> Entries supplied
· · ·

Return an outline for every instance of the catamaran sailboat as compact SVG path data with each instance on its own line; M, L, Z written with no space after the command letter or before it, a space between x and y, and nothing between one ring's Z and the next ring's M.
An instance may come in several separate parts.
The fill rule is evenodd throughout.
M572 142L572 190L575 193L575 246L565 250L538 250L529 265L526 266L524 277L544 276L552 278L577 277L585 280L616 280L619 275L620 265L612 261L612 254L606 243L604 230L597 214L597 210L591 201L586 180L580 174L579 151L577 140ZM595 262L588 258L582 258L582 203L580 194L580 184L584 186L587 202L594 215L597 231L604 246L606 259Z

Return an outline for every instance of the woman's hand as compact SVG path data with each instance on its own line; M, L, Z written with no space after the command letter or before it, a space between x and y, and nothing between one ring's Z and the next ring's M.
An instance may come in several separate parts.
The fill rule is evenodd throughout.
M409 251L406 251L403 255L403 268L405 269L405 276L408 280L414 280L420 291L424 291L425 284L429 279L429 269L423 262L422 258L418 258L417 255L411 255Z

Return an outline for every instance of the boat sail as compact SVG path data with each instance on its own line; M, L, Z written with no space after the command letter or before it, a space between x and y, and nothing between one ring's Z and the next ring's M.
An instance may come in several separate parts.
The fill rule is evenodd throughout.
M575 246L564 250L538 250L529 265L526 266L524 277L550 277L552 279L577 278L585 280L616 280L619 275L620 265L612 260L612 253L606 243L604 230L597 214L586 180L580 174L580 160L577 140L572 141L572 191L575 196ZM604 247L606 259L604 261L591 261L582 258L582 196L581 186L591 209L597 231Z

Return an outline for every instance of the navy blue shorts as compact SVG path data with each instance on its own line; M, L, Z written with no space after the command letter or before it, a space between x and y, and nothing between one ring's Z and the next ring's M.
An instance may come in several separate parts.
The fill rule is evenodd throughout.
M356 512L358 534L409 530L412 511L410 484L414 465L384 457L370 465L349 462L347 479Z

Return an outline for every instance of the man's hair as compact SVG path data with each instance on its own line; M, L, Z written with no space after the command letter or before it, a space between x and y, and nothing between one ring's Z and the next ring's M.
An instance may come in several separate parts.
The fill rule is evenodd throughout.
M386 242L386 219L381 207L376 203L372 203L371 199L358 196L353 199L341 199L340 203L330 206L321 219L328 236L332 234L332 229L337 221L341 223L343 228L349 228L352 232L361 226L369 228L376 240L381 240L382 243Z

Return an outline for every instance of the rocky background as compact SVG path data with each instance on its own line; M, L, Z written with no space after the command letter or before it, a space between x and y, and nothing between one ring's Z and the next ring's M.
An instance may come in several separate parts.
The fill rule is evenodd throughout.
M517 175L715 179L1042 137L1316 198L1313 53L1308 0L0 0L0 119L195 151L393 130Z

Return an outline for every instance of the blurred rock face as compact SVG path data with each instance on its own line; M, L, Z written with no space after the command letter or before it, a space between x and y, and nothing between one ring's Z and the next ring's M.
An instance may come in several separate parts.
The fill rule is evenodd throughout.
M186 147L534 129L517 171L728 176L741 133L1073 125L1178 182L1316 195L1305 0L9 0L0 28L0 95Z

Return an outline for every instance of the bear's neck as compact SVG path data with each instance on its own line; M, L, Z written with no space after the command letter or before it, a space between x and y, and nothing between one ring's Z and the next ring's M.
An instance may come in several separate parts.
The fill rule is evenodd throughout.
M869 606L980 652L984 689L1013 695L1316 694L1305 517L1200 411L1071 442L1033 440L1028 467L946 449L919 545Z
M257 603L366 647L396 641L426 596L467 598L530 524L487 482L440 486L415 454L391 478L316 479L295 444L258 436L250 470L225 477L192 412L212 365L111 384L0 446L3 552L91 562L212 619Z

· · ·

> Task to complete
Copy out all of the data above word for word, from the first line through the last.

> Result of this exercise
Return an outline for every instance of the catamaran sailboat as compact SVG path data with each instance on its own line; M, L, Z written with no space after the command letter or before it, a space between x and y, and nothing between one ring's Z and the next ring's M.
An instance may come in several separate parts.
The fill rule is evenodd throughout.
M572 142L572 190L575 193L575 246L565 250L538 250L529 265L526 266L524 277L544 276L552 278L577 277L585 280L616 280L619 275L620 265L612 261L612 254L606 243L604 230L597 214L597 210L591 201L586 180L580 174L579 151L577 140ZM595 262L588 258L582 258L582 203L580 194L580 184L584 186L587 202L594 215L597 231L604 246L606 259Z

Return an outline for every instance of the woman's hand as compact SVG path data with each instance on its own line; M, L, Z written with no space after the command letter or before it, a space between x and y, and nothing between one ring's Z and the next ring's M.
An instance may come in several separate parts.
The fill rule is evenodd throughout.
M409 251L406 251L403 255L403 268L405 269L405 276L408 280L414 280L420 291L424 291L425 284L429 279L429 269L423 262L422 258L418 258L417 255L411 255Z

Return an outline for every instance of the boat sail as compact SVG path data with each instance on its own line; M, L, Z written with no space after the command letter or before it, a space between x and y, and nothing between one ring's Z and the next ring's M.
An instance may come in several separate parts.
The fill rule is evenodd throughout.
M575 246L564 250L538 250L529 265L526 266L524 277L550 277L552 279L577 278L585 280L616 280L619 275L620 265L612 260L612 253L606 243L604 230L597 214L586 180L580 174L580 160L577 140L572 141L572 191L575 196ZM604 247L606 259L604 261L591 261L582 258L582 196L581 186L591 209L597 231Z

Return an outline for every instance of the navy blue shorts as compact SVG path data with each instance on its own line; M, L, Z written with no space after the command letter or before it, a space between x and y, and nothing between one ring's Z and the next ring's M.
An instance may come in several separate parts.
The fill rule is evenodd throughout.
M356 512L358 534L409 530L412 511L410 484L414 465L384 457L370 465L349 462L347 479Z

Return an outline for every instance of the man's hair as compact SVG path data with each instance on its own line; M, L, Z written with no space after the command letter or before it, a space between x and y, and nothing between one ring's Z and the next ring's M.
An instance may come in several separate parts.
The fill rule is evenodd throughout.
M386 242L386 219L381 207L376 203L372 203L371 199L358 196L353 199L341 199L340 203L330 206L321 219L328 236L332 234L332 229L337 221L341 223L343 228L349 228L352 232L361 226L369 228L376 240L381 240L382 243Z

Return an outline for every instance of the rocky background as compact SVG path data with each instance on its own line; M, L, Z written with no space after the command letter or before it, a space between x and y, and nothing between one ring's Z and the next ring's M.
An instance may come in several separate parts.
The fill rule is evenodd throughout.
M517 175L715 179L1042 137L1316 198L1313 53L1308 0L0 0L0 119L195 151L393 130Z

Return an outline for every instance of the blurred rock face as compact SVG path data with each instance on its own line; M, L, Z written with no space after the command letter or before it, a space between x and y, and nothing between one ring's Z and the next ring's M.
An instance may come in several separate parts.
The fill rule is evenodd throughout.
M186 147L534 129L517 171L728 176L741 133L1073 125L1178 182L1316 195L1305 0L9 0L0 28L0 95Z

Return an outline for every instance of the bear's neck as compact SVG path data with each instance on its own line; M, L, Z written with no space after the command letter or before it, a space between x and y, and nothing between one ring's Z and the next ring's M.
An instance may come in several separate parts.
The fill rule is evenodd throughout.
M869 606L980 652L984 689L1013 695L1316 694L1305 517L1200 411L1071 442L1033 440L1028 467L946 449L919 545Z
M257 603L366 647L396 641L426 596L467 598L530 524L487 482L440 486L415 454L391 478L316 479L295 444L258 436L250 470L225 477L192 412L212 365L111 384L0 446L3 552L91 562L212 619Z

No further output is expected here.